Pouvez-vous rédiger la suite du texte sur la politique commerciale et salariale du PS, en reprenant juste après sa dernière phrase ?

# BLOC DE TEXTE:
◇ ◇ ◇ ◇ ◇

Le PS tente de donner une justification pseudo-sociale pour une politique
commerciale européenne ayant des implications aux relents autarciques. Le PS veut créer des outils politiques pour mettre
fin à l’accès en Europe aux produits des pays émergents, en fermant les
frontières européennes : « En cas d’échec durable des
négociations sur les normes dans le cadre de l’Organisation mondiale du
commerce (OMC), nous augmenterons les droits de douane au niveau européen sur
les produits ne respectant pas les normes internationales en matière sociale, sanitaire,
ou environnementale ».
Les mesures du PS sont dans la continuité de celles de Nicolas Sarkozy.
Le PS souhaite qu’il y ait une conférence salariale annuelle avec les
patrons, les syndicats et l’Etat pour établir un cadre général
d’évolution des salaires.
Les syndicats ont participé à toutes les mesures proposées par le
gouvernement Sarkozy pour essayer de réduire le niveau de vie de la classe
ouvrière au maximum. Les syndicats ont fait en sorte de contenir les
manifestations pour démoraliser la classe ouvrière et leur faire accepter les
réformes voulues par le gouvernement comme ce fut le cas avec les retraites, la
lutte des cheminots sans qu’il n’y ait d’explosions
politiques.

◇ ◇ ◇ ◇ ◇

# MATÉRIEL FOURNI:
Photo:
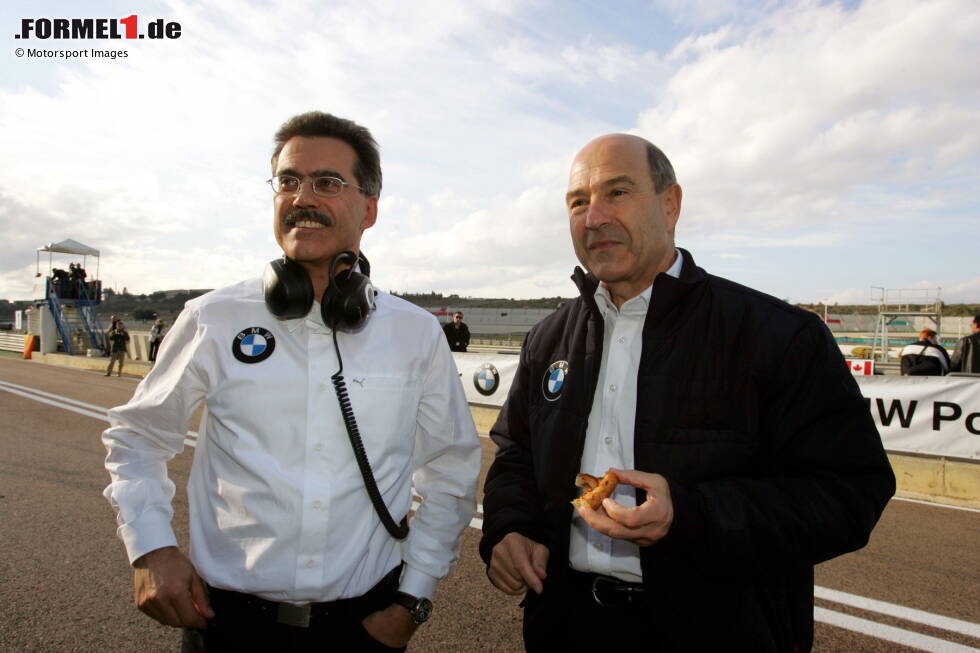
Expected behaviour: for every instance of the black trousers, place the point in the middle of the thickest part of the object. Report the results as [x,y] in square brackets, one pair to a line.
[243,623]
[566,616]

◇ ◇ ◇ ◇ ◇

# CORRIGÉ:
Mises à part des mesures protectionnistes, le PS annonce surtout des mesures dont le
contenu souligne le caractère anti-ouvrier de la politique qu’il mènera.
Comme pour souligner que la désindustrialisation continuera sous un
gouvernement PS, il propose de « renchérir le coût des licenciements
collectifs pour les entreprises qui versent les dividendes ».
Une fois arrivé au pouvoir, comme en 1981 ou en 1997, le PS a toujours
gouverné beaucoup plus à droite que les promesses qu’il avait faites lors
de la campagne. Son programme de campagne de 2012 n’est pas de
« gauche » (même de la « gauche » bourgeoise), mais un
programme de droite défendant la guerre et l’austérité sociale. Arrivé au
pouvoir au milieu d’une crise et d’une réorientation profonde du
capitalisme mondial, un gouvernement PS en 2012 serait un gouvernement de la
plus profonde réaction sociale.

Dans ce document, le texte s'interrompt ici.